Monitoring gas quality

Electrolyzers produce oxygen at the anode and hydrogen at the cathode. However, many reactions in the electrolyzer can cause small concentrations of oxygen to build up in the hydrogen stream and hydrogen to build up in the oxygen. This is a fault condition and must be detected by appropriate instruments. These issues can be resolved by the use of a gas analyser with the required sensitivity to detect quantities of hydrogen and oxygen at very low levels. ABB‘s EasyLine EL3060 gas analyser for hazardous area applications incorporates different options for accurately measuring hydrogen down to -0-1 vol.-% to 0-10 vol.%. As such, iIt can be used to measure both traces of hydrogen in the oxygen stream and traces of oxygen in the hydrogen stream.

 

Liquid level monitoring

In addition to gas monitoring, monitoring electrolyte vapors from the electrolyzer cell is another critical task. Hydrogen is then cooled and a second sepaaration removes the condensate. In a vertical vessel, hydrogen is vented from the top, while liquid from the base is pumped and recirculated to the electrolyzer. There is a risk that hydrogen can enter the pump and flow to the wrong part of the electrolyzer and so it is crucial that the water level is monitored in the knock-down phase separator.

It is important that any device used can safely measure the level while also being able to withstand high pressures, temperatures and the risk of corrosion, all three of which can occur in hydrogen applications. Using magnetic level instruments such as magnetic switches and sensors to measure low and high levels in the phase separator is ideal for this application. By isolating the device from the process medium, magnetic level meaurement provides a non-contact solution for measuring levels in the phase separator. The use of magnetic devices also eliminates the need for costly seals, diaphragms and process connections commonly associated with point level switch technology. Set points can be adjusted without any changes to process piping, resulting in level switches that can be quickly deployed, readily adjusted and easily maintained.

-- Goals --
- 1) Answer these from the electrolyzer monitoring text:
(a) At which electrode does the electrolyzer produce oxygen?
(b) From which part of the vertical vessel is hydrogen vented?
(c) What costly items does the use of magnetic devices eliminate the need for?
- 2) Carry on the electrolyzer monitoring text past its final sentence.
The listing that comes next isn't needed for any of this.

-- Supplied data --
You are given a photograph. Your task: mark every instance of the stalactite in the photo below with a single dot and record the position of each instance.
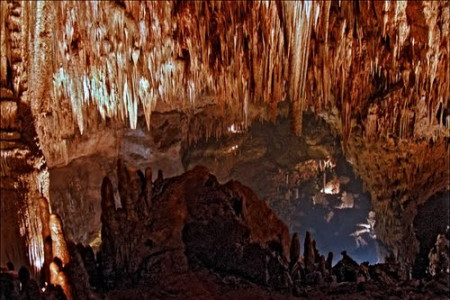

-- Answers for the tasks --
- 1)
(a) The anode.
(b) The top.
(c) Seals, diaphragms and process connections.

- 2)
Preventing overheating

Electrolyzers are powered by sustainable sources of electricity from solar parks and wind farms. The variability of renewable power sources can increase the risk of the conversion process ramping up to produce more hydrogen as more electricity becomes available. In this situation, the current drawn by the electrolyzer can increase, causing the stack temperature to rise and leading to overheating. To prevent this, it is important to continously measure stack temperature so that effective cooling can take place, ensuring that temperatures remain within safe parameters. This can be achieved by combining a platinum resistance thermometer with an transmitter, which provides a reliable temperature measurement and alarm solution.  The latest generation of transmitters contain additional continuous self-monitoring features which can provide additional information on supply voltage and issues such as wire breaks or corrosion.

The same solution can also be applied to monitor and control temperatures in the de-oxo stage, where traces of oxygen in the hydrogen are converted to water in an exothermic catalytic reaction to create the final hydrogen product. Here it is essential to monitor the temperature to make sure that the reaction remains under control and that conditions remain within safe limits.

Maintaining safe, efficient electrolyzer pressure control

Some types of electrolyzers are designed to operate at elevated pressure. This is especially important if the gas is to be used at high pressure because pumping the liquid water feed to the electrolyzer at an elevated pressure such as 30 bar is less costly and much less energy intensive than compressing the hydrogen gas from atmospheric pressure to 30 bar after the electrolyzer. Installing a device such as ABB’s 261GS digital pressure transmitter in the water circuit can help to ensure that pumping pressures are maintained.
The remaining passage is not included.